[EXTRAIT]:
'''
Myriam Beaudoin
Épiphanie
Leméac, 2019, 144 p., 14,95 $.
L’impossible rêve
Au temps de mon enfance, l’Épiphanie,
avec une majuscule, marquait la fête des Rois, le 6 janvier. Ce mot, sans majuscule
cette fois, c’est aussi « la compréhension soudaine de l’essence ou de la
signification de quelque chose ». Or, Épiphanie, le quatrième roman
de Myriam Beaudoin, aborde justement la découverte fulgurante d’un sentiment, une
révélation de soi à soi.
L’autrice de cette autofiction nous
fait les témoins de sa quête : devenir mère. Rien ne va du côté de ses
ovules et des spermatozoïdes de son conjoint N. qui semblent se fuir plutôt que
de se fondre en un enfant à naître. En six tableaux et un épilogue, nous
accompagnons la narratrice Myriam – l’autofiction, aussi vraie soit-elle,
demeure une œuvre d’imagination – dans le dédale des thérapies de tout ordre.
'''
Poursuivez la critique du roman Épiphanie après sa dernière phrase, dans le même ton.

[DONNÉES FOURNIES]:
'''
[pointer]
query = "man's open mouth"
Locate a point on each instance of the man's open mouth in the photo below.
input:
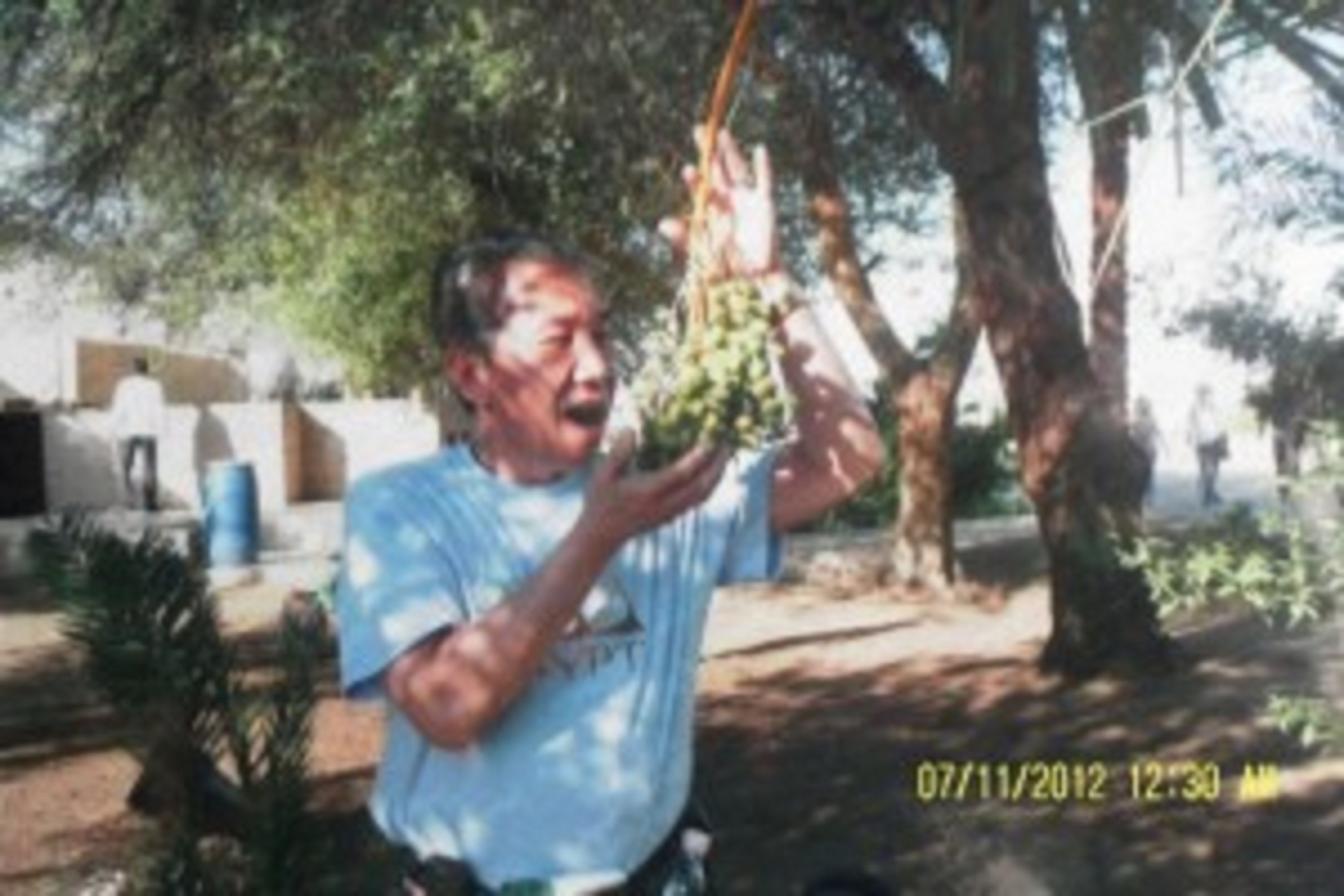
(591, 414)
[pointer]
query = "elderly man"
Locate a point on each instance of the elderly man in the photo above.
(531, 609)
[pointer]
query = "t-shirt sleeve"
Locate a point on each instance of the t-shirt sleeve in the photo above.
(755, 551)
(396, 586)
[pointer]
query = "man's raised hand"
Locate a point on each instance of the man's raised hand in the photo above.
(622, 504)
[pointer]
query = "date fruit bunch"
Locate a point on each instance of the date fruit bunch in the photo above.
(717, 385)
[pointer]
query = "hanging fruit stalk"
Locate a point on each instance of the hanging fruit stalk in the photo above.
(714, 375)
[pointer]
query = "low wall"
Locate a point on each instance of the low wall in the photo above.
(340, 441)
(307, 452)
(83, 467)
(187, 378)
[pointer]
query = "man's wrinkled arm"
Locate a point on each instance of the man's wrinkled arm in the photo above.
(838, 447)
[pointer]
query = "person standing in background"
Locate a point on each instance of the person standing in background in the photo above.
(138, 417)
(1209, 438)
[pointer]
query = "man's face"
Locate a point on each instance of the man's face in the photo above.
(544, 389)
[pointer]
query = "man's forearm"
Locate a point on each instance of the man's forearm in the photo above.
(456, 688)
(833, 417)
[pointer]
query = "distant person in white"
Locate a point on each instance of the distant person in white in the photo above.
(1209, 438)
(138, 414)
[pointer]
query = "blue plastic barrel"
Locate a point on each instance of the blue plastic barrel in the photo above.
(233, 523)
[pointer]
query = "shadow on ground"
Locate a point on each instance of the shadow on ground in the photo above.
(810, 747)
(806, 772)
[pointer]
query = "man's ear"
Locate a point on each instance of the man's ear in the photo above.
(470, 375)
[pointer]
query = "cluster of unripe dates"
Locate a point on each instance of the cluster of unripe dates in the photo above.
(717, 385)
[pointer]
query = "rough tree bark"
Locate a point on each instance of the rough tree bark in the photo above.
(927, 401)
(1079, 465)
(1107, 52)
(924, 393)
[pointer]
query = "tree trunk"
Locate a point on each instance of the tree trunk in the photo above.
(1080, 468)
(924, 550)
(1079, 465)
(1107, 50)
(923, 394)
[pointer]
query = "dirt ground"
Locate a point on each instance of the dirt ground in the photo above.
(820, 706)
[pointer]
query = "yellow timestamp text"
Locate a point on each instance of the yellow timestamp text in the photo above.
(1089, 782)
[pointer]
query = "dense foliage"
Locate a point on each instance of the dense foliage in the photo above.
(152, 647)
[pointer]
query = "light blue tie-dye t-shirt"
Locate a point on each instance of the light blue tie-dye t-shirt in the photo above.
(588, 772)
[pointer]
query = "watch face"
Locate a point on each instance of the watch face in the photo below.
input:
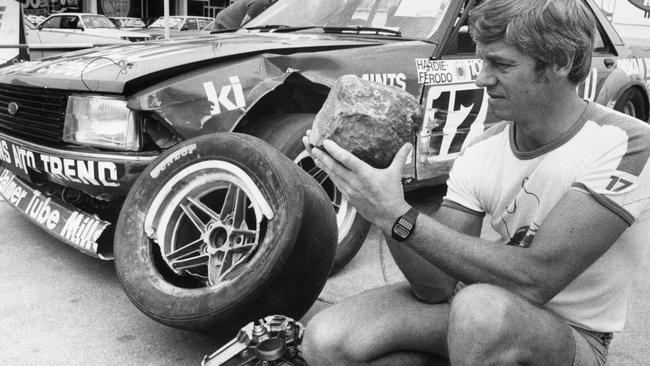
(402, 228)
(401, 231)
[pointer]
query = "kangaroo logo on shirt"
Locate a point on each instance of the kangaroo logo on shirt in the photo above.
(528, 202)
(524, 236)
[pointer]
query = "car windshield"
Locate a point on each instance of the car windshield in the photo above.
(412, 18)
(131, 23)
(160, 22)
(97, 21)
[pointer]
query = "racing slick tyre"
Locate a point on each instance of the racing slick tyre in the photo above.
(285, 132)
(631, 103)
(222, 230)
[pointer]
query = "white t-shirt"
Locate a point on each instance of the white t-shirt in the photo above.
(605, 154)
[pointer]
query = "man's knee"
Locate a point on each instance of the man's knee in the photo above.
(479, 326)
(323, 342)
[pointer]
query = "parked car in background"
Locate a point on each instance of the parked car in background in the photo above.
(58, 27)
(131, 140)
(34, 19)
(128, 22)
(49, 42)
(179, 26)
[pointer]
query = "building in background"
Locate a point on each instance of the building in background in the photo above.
'''
[ZONE DE RÉPONSE]:
Consultations et conseils ésotériques
se succèdent, suite d’abus de la crédulité d’une femme et d’un conjoint prêts à
tout pour devenir parents. Quelle misère que d’exploiter ainsi les gens de
certains thérapeutes alternatifs – l’alternatif ici, c’est de devoir rémunérer
rubis sur l’ongle chacun d’eux en ajoutant le prix des potions, tisanes ou
crèmes recommandées.
Cette hâte prénatale démesurée
fait perdre tous ses repères à la narratrice. N, le père en devenir, pense abandonner
leur projet de fonder une famille traditionnelle. Arrive le diagnostic final :
on ne peut expliquer l’impossibilité d’enfanter, la science ne pouvant pas tout
élucider. Le couple se tourne alors vers l’adoption et ses longs préalables. Enfant
d’ici ou d’ailleurs? Naissant ou de 2-3 ans? Quelles sont les principales
caractéristiques recherchées? Ou bien la narratrice a choisi de ne pas entrer
dans plus de détails du bébé cible parfait ou les gens consultés ont bâclé le
dossier.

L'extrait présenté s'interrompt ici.